Find each line in the records below that contains the word "staff", and copy it out.
---*---
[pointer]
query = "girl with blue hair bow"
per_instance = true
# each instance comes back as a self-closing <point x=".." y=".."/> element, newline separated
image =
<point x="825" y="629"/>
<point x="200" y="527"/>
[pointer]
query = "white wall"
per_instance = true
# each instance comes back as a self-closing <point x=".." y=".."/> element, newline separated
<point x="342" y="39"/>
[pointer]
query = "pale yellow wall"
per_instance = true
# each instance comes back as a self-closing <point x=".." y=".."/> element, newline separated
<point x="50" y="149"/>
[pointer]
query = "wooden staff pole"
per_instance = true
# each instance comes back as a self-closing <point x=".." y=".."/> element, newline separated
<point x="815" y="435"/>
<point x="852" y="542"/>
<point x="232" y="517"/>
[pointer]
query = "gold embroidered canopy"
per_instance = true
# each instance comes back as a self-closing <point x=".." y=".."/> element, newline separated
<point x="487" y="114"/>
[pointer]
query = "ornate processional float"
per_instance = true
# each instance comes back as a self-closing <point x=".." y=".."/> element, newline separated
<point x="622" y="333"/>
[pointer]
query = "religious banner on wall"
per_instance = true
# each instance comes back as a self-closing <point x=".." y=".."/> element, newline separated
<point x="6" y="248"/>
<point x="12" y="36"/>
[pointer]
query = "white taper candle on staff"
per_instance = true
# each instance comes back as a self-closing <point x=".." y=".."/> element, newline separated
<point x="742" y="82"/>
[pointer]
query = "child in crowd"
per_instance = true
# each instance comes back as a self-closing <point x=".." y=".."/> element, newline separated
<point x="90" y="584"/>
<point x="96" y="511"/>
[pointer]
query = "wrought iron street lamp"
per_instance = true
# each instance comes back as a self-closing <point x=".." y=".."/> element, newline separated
---*---
__OUTPUT__
query = "wooden staff pole"
query = "white taper candle on staff"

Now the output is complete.